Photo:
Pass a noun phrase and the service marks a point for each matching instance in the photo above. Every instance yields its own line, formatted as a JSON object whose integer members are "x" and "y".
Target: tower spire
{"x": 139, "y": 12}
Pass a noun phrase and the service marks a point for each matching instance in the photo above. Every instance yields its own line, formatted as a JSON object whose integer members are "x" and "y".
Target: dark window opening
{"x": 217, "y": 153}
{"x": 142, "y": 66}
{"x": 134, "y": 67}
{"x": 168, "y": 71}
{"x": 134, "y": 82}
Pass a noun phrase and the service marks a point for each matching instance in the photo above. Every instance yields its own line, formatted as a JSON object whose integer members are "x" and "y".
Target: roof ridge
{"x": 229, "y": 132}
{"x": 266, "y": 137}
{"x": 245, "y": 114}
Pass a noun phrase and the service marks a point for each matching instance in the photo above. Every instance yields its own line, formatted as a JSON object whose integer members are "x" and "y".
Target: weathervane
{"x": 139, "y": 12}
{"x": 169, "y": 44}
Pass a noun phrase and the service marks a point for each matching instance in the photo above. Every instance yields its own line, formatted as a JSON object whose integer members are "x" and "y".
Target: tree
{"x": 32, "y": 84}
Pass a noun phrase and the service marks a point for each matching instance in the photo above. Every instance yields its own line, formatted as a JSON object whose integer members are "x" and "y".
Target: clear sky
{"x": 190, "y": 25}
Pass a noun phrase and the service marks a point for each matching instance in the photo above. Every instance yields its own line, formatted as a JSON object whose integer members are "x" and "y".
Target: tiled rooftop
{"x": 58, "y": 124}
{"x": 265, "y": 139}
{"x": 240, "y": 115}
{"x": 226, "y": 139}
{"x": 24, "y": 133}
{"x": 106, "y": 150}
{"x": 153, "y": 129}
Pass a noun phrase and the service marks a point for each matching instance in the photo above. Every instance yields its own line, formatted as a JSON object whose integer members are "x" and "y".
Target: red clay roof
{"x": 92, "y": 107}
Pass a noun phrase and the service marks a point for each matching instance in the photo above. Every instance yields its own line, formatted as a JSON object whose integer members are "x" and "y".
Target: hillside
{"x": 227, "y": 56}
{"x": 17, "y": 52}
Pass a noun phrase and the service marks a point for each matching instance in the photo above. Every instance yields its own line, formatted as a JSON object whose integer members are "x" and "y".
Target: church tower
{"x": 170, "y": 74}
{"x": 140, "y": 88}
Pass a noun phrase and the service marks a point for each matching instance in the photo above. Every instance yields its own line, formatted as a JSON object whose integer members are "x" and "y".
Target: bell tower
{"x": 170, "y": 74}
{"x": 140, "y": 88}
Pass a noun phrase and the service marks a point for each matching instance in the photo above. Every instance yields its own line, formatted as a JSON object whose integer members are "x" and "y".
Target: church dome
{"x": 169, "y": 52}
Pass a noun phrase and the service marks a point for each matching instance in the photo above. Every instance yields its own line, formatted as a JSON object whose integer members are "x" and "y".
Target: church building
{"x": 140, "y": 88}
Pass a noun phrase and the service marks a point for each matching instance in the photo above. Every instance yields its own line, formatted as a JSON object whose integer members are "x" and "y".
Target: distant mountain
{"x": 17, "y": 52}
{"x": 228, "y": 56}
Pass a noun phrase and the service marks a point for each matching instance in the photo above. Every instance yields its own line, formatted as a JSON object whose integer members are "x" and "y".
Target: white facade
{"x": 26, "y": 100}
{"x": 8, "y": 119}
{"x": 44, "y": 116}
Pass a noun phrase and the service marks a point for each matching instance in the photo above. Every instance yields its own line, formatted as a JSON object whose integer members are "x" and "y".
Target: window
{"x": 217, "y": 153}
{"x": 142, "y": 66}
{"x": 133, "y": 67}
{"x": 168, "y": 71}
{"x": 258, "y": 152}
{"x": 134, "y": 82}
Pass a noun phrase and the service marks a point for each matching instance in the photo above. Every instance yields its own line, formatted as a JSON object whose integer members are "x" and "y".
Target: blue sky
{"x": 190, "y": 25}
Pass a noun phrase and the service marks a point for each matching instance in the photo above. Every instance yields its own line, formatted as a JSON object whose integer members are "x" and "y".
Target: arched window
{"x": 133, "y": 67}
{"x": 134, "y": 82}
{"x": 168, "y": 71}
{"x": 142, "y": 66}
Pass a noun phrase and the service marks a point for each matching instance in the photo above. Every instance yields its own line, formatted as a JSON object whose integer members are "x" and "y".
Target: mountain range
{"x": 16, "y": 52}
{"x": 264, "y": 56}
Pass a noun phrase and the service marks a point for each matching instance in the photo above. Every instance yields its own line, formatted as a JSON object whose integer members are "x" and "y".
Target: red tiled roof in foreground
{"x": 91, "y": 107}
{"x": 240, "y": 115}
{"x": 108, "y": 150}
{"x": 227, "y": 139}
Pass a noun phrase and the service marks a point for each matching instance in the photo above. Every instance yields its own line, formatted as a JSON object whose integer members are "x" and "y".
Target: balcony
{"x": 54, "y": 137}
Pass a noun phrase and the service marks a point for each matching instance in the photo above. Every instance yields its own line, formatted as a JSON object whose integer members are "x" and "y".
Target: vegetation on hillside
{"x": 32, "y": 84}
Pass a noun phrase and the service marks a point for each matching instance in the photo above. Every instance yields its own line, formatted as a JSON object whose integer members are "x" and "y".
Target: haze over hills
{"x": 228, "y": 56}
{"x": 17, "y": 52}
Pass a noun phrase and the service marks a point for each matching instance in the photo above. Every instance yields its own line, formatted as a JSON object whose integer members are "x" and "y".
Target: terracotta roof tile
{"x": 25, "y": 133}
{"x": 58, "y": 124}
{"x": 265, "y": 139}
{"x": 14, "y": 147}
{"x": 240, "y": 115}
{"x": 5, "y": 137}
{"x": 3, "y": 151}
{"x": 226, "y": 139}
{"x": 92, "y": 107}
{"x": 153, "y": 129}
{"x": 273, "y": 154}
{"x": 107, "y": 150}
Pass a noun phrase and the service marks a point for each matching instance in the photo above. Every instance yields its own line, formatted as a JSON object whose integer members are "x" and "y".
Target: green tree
* * *
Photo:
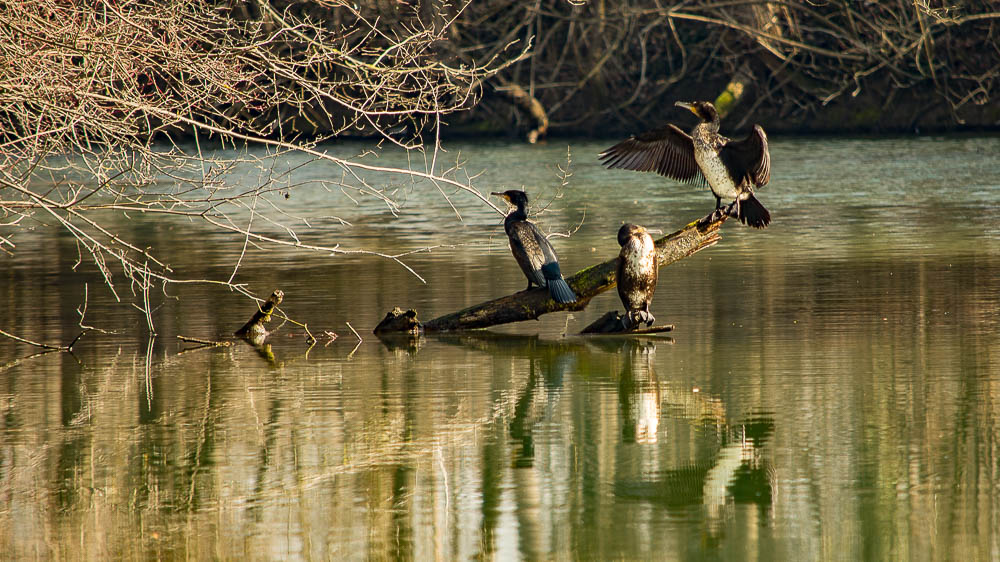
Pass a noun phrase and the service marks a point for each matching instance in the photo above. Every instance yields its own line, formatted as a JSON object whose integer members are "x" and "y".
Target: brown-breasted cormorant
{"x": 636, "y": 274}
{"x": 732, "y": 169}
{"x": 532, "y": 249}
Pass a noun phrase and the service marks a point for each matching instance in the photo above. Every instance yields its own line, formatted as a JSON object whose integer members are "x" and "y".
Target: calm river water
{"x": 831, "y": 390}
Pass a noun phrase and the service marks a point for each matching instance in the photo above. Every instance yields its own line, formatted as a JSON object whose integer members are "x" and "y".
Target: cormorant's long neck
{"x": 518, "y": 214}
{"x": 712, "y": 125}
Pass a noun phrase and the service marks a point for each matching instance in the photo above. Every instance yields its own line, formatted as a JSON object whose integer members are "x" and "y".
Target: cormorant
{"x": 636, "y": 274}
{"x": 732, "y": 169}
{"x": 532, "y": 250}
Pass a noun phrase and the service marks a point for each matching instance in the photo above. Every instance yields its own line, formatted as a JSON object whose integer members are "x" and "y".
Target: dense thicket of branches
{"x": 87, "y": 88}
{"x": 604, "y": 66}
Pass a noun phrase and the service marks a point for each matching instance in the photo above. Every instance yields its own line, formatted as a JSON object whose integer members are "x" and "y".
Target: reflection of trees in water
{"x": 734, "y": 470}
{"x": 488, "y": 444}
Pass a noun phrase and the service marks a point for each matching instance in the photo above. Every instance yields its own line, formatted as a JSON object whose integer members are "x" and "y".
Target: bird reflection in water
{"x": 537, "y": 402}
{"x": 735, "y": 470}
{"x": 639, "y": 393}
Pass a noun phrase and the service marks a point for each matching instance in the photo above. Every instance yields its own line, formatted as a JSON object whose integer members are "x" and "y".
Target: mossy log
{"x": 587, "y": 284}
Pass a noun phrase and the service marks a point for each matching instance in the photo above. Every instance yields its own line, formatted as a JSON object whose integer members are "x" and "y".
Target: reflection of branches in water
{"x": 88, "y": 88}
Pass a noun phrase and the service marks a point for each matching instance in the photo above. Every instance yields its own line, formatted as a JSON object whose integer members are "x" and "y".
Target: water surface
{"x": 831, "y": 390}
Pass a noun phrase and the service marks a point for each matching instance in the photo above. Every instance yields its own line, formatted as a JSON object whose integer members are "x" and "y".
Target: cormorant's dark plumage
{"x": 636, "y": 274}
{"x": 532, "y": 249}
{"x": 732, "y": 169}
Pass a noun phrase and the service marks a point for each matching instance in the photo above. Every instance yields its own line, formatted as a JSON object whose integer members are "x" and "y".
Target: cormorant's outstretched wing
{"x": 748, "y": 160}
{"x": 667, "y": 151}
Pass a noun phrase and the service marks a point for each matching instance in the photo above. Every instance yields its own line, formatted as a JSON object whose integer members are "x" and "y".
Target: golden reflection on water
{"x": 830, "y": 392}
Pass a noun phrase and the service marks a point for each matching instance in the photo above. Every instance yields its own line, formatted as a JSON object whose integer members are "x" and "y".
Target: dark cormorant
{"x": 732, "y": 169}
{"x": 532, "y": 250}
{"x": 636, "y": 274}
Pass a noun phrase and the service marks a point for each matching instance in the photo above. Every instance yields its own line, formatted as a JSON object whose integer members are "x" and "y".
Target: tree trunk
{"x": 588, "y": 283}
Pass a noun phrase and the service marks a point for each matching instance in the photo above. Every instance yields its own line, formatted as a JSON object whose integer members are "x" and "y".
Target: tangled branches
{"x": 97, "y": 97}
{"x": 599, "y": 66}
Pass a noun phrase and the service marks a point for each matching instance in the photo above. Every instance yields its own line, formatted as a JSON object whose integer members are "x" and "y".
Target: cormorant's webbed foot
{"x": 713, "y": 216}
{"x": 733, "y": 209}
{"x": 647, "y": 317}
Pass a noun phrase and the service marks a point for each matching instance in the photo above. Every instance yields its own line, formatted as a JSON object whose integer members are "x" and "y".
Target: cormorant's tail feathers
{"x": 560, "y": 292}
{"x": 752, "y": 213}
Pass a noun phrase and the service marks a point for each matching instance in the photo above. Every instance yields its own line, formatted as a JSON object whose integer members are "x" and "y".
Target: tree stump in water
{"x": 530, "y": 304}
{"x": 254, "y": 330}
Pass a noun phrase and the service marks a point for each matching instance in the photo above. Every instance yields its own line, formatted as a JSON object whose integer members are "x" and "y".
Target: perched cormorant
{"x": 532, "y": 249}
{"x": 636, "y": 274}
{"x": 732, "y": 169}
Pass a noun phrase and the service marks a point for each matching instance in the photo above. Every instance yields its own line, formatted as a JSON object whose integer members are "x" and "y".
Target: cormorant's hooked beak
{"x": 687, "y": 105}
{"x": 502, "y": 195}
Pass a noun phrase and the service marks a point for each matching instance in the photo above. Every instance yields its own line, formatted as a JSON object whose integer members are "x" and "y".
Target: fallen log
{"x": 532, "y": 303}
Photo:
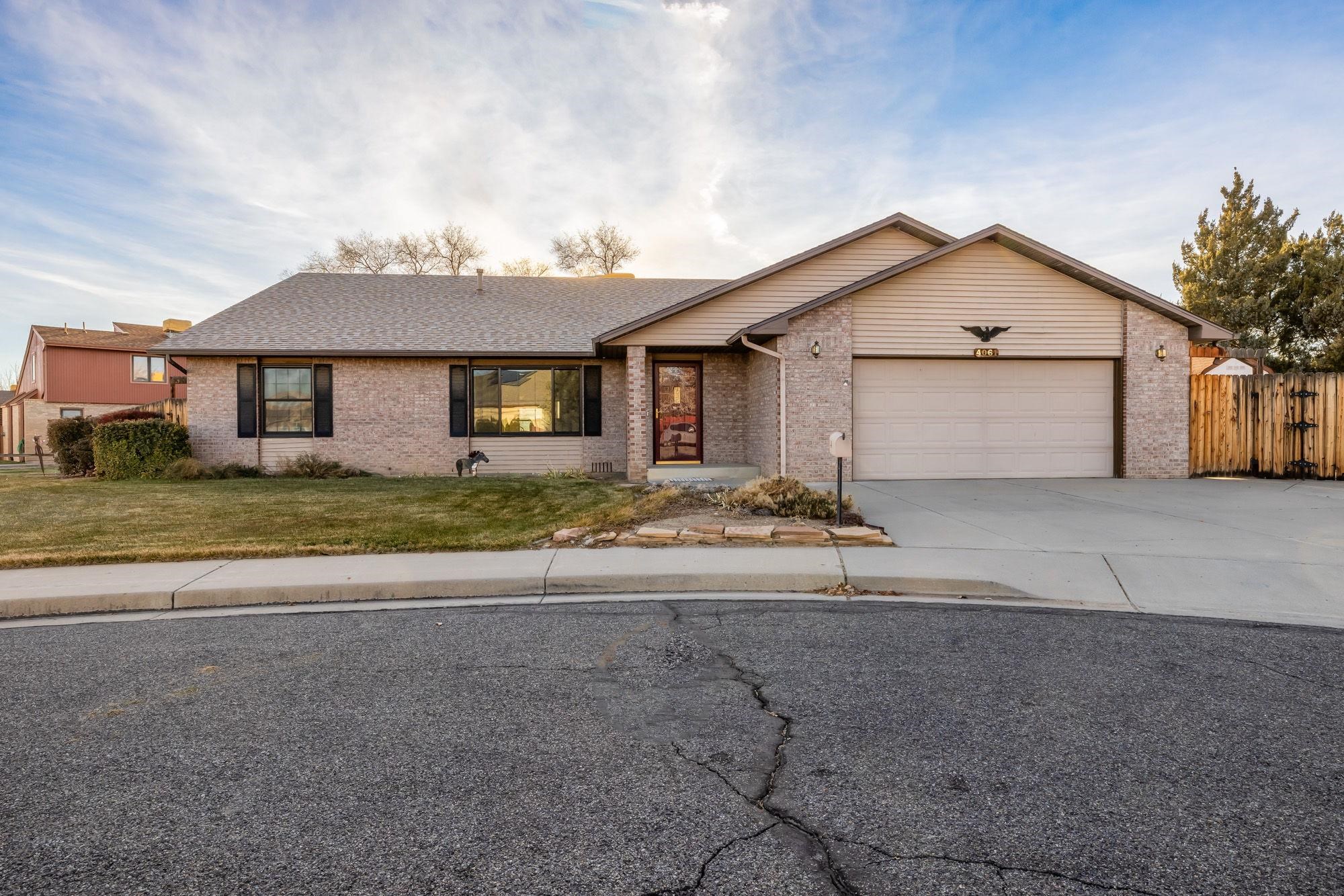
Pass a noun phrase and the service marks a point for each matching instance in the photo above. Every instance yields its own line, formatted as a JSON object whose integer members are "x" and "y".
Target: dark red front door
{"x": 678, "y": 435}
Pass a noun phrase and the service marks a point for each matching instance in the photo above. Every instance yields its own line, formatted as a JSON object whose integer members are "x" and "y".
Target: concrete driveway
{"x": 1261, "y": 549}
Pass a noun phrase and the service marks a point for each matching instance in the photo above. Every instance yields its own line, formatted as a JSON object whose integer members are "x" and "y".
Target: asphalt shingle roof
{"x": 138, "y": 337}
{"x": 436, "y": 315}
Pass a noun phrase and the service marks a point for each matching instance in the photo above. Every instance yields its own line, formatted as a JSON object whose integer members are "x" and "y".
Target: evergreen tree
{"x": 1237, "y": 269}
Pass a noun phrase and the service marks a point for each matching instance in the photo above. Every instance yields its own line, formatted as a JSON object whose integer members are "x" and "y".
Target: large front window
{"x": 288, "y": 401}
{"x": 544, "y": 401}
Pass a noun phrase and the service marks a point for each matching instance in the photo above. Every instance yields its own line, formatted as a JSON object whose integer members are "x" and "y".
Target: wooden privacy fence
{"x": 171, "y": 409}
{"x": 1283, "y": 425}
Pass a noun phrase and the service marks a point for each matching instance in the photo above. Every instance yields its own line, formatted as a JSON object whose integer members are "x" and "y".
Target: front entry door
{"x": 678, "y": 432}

* _Description of the task_: Out of the data above, set down the lines from the one with "Target: vegetation on hillside" to the one with "Target: green tree", both included, exactly as written and with no additions.

* _Task result_:
Target: vegetation on hillside
{"x": 32, "y": 84}
Pass a noun phrase and the service marks a point for each matching instance in the photo above. Every instance yields its own line, formatted as a JSON object whose integer members are "x" and "y".
Target: haze over hills
{"x": 228, "y": 56}
{"x": 17, "y": 52}
Pass a noun phrase and the service marks a point for each matching instance in the photo above. Every instance yields its own line, formatted as a JSON object whose integer members are "x" and "y".
Target: terracotta roof tile
{"x": 25, "y": 133}
{"x": 58, "y": 124}
{"x": 265, "y": 139}
{"x": 14, "y": 147}
{"x": 240, "y": 115}
{"x": 5, "y": 137}
{"x": 3, "y": 151}
{"x": 226, "y": 139}
{"x": 92, "y": 107}
{"x": 153, "y": 129}
{"x": 273, "y": 154}
{"x": 107, "y": 150}
Pass a noun phrase and the service marks a point for each matching instance in the photo above. Every instance yields its own line, formatted as a JSON object whose integer members are "x" and "y".
Target: green tree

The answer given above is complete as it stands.